Start of DATASET ROWS

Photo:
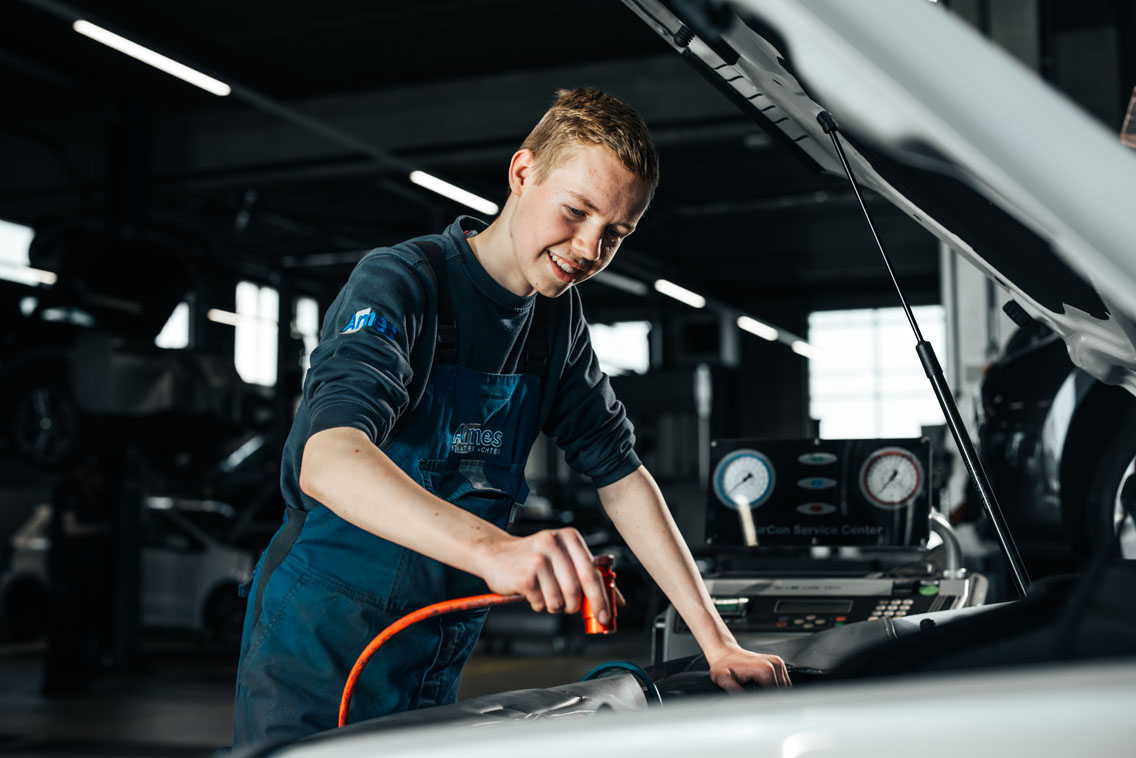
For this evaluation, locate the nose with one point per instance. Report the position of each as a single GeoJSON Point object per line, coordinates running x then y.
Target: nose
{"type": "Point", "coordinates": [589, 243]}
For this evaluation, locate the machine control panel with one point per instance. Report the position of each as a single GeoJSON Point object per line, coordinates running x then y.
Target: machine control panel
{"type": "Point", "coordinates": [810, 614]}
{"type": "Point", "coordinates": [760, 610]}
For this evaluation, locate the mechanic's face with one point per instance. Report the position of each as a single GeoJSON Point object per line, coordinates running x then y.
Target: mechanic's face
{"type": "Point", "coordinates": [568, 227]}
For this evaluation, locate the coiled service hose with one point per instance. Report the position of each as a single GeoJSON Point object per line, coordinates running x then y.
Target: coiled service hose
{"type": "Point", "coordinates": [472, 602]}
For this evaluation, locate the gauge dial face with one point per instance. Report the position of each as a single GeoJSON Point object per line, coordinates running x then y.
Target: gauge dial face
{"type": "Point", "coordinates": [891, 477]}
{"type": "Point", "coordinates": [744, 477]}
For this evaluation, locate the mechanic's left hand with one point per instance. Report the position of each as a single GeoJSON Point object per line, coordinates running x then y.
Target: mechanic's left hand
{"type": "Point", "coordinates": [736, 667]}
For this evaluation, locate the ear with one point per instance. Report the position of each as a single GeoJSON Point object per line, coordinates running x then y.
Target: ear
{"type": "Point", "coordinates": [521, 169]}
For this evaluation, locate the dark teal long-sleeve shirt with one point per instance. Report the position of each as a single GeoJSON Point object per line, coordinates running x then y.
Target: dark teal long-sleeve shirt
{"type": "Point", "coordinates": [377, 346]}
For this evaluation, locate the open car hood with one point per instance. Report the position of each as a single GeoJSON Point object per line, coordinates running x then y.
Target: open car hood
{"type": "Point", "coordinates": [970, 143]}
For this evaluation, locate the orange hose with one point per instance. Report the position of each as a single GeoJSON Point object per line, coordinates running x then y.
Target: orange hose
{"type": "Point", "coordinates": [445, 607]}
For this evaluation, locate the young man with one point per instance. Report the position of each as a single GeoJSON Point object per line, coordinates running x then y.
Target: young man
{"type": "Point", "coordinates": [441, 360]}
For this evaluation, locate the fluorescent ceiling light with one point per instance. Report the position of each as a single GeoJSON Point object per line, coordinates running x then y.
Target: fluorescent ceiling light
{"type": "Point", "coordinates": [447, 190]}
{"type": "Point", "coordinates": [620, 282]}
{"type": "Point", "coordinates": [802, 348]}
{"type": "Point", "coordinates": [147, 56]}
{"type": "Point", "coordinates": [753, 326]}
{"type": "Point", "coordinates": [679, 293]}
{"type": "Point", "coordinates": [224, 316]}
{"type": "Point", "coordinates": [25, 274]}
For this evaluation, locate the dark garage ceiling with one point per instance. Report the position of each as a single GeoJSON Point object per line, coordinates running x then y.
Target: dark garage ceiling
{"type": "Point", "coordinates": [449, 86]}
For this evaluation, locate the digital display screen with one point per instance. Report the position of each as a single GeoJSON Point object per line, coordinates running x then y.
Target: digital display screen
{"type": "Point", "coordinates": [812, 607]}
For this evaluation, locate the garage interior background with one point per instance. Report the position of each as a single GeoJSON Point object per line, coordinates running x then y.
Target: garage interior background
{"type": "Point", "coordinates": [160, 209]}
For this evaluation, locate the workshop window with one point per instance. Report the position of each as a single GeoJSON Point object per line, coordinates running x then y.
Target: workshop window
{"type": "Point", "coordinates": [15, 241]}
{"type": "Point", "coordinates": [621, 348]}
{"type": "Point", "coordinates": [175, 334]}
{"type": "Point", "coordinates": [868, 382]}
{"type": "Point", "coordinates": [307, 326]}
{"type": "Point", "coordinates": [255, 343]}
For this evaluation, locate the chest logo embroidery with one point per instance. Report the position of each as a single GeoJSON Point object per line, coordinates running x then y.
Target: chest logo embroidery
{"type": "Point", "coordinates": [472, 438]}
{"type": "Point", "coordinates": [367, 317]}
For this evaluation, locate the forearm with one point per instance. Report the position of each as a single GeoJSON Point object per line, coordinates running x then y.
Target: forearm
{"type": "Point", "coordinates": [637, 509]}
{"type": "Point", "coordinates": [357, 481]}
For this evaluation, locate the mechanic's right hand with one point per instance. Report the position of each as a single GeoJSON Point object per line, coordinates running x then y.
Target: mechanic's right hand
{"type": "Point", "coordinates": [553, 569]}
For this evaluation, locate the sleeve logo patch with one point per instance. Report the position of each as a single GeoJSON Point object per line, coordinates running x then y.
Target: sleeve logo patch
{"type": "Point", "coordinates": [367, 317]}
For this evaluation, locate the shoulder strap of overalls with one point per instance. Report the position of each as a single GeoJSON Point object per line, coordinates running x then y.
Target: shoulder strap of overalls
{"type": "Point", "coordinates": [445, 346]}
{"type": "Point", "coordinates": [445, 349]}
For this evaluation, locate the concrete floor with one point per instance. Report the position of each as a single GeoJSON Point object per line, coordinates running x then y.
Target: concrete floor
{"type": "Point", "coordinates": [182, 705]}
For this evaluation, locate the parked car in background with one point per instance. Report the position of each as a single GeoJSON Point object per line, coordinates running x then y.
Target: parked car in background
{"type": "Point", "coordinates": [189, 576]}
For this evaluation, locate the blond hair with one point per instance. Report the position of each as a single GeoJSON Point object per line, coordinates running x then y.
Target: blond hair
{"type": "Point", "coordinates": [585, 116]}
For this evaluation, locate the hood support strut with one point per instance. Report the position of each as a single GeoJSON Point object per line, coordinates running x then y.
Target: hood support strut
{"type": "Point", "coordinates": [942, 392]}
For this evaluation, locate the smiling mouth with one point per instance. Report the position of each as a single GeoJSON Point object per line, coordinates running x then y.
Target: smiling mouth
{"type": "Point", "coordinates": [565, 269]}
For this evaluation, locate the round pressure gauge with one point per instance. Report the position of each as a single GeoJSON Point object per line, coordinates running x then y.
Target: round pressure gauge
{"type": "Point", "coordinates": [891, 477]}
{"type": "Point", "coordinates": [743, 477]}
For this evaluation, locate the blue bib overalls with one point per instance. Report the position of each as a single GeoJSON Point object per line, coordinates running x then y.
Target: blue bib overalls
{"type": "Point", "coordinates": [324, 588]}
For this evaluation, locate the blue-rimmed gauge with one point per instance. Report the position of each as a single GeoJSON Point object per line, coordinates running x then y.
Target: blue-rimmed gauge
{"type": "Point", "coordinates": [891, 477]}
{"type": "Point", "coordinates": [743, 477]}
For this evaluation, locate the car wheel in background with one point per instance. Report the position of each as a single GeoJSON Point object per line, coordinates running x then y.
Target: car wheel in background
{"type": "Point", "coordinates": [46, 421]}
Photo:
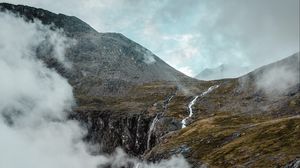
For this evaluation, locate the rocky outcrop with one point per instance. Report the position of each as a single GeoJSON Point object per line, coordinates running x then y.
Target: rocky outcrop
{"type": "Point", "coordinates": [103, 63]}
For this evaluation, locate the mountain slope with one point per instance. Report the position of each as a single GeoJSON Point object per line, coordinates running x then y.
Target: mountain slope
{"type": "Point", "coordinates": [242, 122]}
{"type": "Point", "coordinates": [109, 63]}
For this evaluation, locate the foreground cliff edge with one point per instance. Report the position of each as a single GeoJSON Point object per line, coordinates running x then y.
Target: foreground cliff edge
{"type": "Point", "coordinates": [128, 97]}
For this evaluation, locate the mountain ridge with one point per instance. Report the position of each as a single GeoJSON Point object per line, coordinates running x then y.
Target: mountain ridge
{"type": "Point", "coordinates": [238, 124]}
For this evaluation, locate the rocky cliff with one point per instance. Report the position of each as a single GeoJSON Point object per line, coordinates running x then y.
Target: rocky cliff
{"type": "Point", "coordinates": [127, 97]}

End of DATASET ROWS

*WORK INSTRUCTIONS*. Images should not appear in the copy; retype the listing above exactly.

*TASK OUTPUT*.
Photo:
For this evaluation, locate the nose with one point per instance. Report the position of each as a single GeoJSON Point object per line, coordinates running x then y.
Target: nose
{"type": "Point", "coordinates": [589, 243]}
For this evaluation, locate the machine control panel with one point per instance. Report the position of each as a single GeoJSON Point object per line, coordinates running x then y.
Target: machine control panel
{"type": "Point", "coordinates": [810, 614]}
{"type": "Point", "coordinates": [760, 610]}
For this evaluation, locate the mechanic's face with one point per instance. Report the position of each as a single GeoJSON Point object per line, coordinates running x then y.
Target: mechanic's face
{"type": "Point", "coordinates": [568, 227]}
For this evaluation, locate the coiled service hose with one point per instance. Report the position of each as a single GeoJSON Point object per line, coordinates running x then y.
Target: coiled service hose
{"type": "Point", "coordinates": [472, 602]}
For this evaluation, locate the gauge dial face with one point per instance. Report the position of each as a single GeoJSON Point object per line, coordinates running x then y.
Target: gauge dial face
{"type": "Point", "coordinates": [891, 477]}
{"type": "Point", "coordinates": [744, 477]}
For this evaluation, locate the mechanic's left hand with one point per instance. Report the position of each as a single GeoJSON Point object per line, coordinates running x then y.
Target: mechanic's left hand
{"type": "Point", "coordinates": [736, 667]}
For this evaluation, locate the ear with one point per instance. Report the position of each as a single GeoJSON Point object per line, coordinates running x then y.
Target: ear
{"type": "Point", "coordinates": [521, 169]}
For this evaluation, locate the dark teal long-sleeve shirt with one point per instance. Report the position of each as a single GeoJSON Point object per line, coordinates running x then y.
Target: dark teal long-sleeve shirt
{"type": "Point", "coordinates": [377, 346]}
For this evaluation, locate the open car hood with one point per instance. Report the position of each as a single GeoJSON Point object per line, coordinates running x then y.
Target: open car hood
{"type": "Point", "coordinates": [970, 143]}
For this evaluation, locate the orange hose with one point per instance. Report the position of each as a single GeoJSON Point object per line, coordinates running x then y.
Target: orange hose
{"type": "Point", "coordinates": [445, 607]}
For this evaluation, locate the young man with one point per instance. Report the position of each as a single GeoJSON Point object per line, coordinates running x then y.
Target: young man
{"type": "Point", "coordinates": [441, 360]}
For this evaluation, locate the fluorescent ceiling light with one point per instance. Report the position of each as a single GeoJSON Point object per line, coordinates running x then y.
Target: fluorescent ceiling light
{"type": "Point", "coordinates": [447, 190]}
{"type": "Point", "coordinates": [620, 282]}
{"type": "Point", "coordinates": [802, 348]}
{"type": "Point", "coordinates": [147, 56]}
{"type": "Point", "coordinates": [753, 326]}
{"type": "Point", "coordinates": [679, 293]}
{"type": "Point", "coordinates": [224, 316]}
{"type": "Point", "coordinates": [25, 274]}
For this evaluation, locate the dark garage ceiling with one point per instance. Report the position of each as a single GeoJSON Point object per line, coordinates running x then y.
Target: dark garage ceiling
{"type": "Point", "coordinates": [449, 86]}
For this evaluation, locate the digital display screen with one point per instance. Report the position of each as a single GeoJSON Point object per line, coordinates running x then y.
Target: digital display screen
{"type": "Point", "coordinates": [812, 607]}
For this evaluation, locate the garage interior background with one point per instance. Report the position of each as a single GeoJSON Point object per line, coordinates running x then y.
Target: garage interior background
{"type": "Point", "coordinates": [160, 209]}
For this evaluation, locate the workshop window with one point per instance. Report the position of each as a single GeoJSON Point object per line, coordinates running x then y.
Target: workshop window
{"type": "Point", "coordinates": [15, 241]}
{"type": "Point", "coordinates": [621, 348]}
{"type": "Point", "coordinates": [175, 334]}
{"type": "Point", "coordinates": [868, 382]}
{"type": "Point", "coordinates": [307, 326]}
{"type": "Point", "coordinates": [255, 343]}
For this evaluation, locate the chest logo embroidery with one point per instance. Report the position of each as a single GeoJSON Point object per line, coordinates running x then y.
Target: chest logo embroidery
{"type": "Point", "coordinates": [472, 438]}
{"type": "Point", "coordinates": [367, 317]}
For this evaluation, locate the forearm with one point per instance. Report the position of each as a single GeoJSON Point object per line, coordinates running x then y.
Target: forearm
{"type": "Point", "coordinates": [637, 509]}
{"type": "Point", "coordinates": [357, 481]}
For this evaluation, locate the mechanic's right hand with one point per instance. Report the position of each as a single GeoJSON Point object per line, coordinates running x then y.
Target: mechanic's right hand
{"type": "Point", "coordinates": [553, 569]}
For this evaluation, locate the sleeve logo patch with one point per instance. Report the position of each as a single GeoJSON Point object per line, coordinates running x then y.
Target: sleeve logo patch
{"type": "Point", "coordinates": [367, 317]}
For this evaluation, locate the shoulder strap of overalls with one point per instance. Report the position of each as a single GeoJSON Point object per line, coordinates running x then y.
Target: shoulder strap of overalls
{"type": "Point", "coordinates": [445, 346]}
{"type": "Point", "coordinates": [445, 349]}
For this evaluation, locate the concrete floor with one point per instance. Report the position of each as a single GeoJSON Point object per line, coordinates running x then y.
Target: concrete floor
{"type": "Point", "coordinates": [182, 705]}
For this evaluation, locate the parked car in background with one point per instance. Report the position of each as a single GeoJSON Point object per line, coordinates running x then y.
Target: parked car in background
{"type": "Point", "coordinates": [189, 576]}
For this evaluation, locate the blond hair with one point per instance. Report the position of each as a single GeoJSON Point object per line, coordinates running x then y.
Target: blond hair
{"type": "Point", "coordinates": [585, 116]}
For this evaluation, locate the hood support strut with one point per instance. Report the position of each as a single GeoJSON Point object per line, coordinates running x then y.
Target: hood support strut
{"type": "Point", "coordinates": [942, 392]}
For this evaluation, locate the smiling mouth with one point per instance. Report the position of each as a single GeoJSON Point object per line, coordinates running x then y.
Target: smiling mouth
{"type": "Point", "coordinates": [565, 269]}
For this evaluation, locate the round pressure gauge with one point per instance. Report the position of each as a single GeoJSON Point object per line, coordinates running x then y.
Target: round pressure gauge
{"type": "Point", "coordinates": [891, 477]}
{"type": "Point", "coordinates": [743, 477]}
For this evaluation, locate the blue bib overalls with one point per instance. Report the position of each as a single GeoJSON Point object per line, coordinates running x then y.
Target: blue bib overalls
{"type": "Point", "coordinates": [324, 588]}
For this evaluation, locate the blue-rimmed gauge with one point per instance. Report the position of each as a single GeoJSON Point object per line, coordinates running x then y.
Target: blue-rimmed gauge
{"type": "Point", "coordinates": [891, 477]}
{"type": "Point", "coordinates": [743, 477]}
For this evaluation, locate the car wheel in background with one point per instance. Report the position of each as a single GeoJSON Point object per line, coordinates running x then y.
Target: car wheel in background
{"type": "Point", "coordinates": [46, 421]}
Photo:
For this evaluation, locate the rocky outcrop with one point per instance. Report the position of each as a single GeoJSON Point object per line, coordinates running x then y.
Target: rocky outcrop
{"type": "Point", "coordinates": [103, 63]}
For this evaluation, locate the mountain slope with one point per instance. Report the position of each as a single GeoJSON Point object per line, coordinates running x then y.
Target: mountain slope
{"type": "Point", "coordinates": [242, 122]}
{"type": "Point", "coordinates": [109, 63]}
For this evaluation, locate the foreground cliff edge with one point per instance. Report the position of each as a single GeoJSON Point object per line, coordinates running x then y.
Target: foreground cliff edge
{"type": "Point", "coordinates": [128, 97]}
For this evaluation, locate the mountain ridge with one point per instance. Report the position of each as a single GeoJSON Point object per line, coordinates running x then y.
Target: mountain ridge
{"type": "Point", "coordinates": [238, 124]}
For this evaluation, locate the rocky cliff with one point per instance. Report the position of each as a single GeoJSON Point object per line, coordinates running x then y.
Target: rocky cliff
{"type": "Point", "coordinates": [127, 97]}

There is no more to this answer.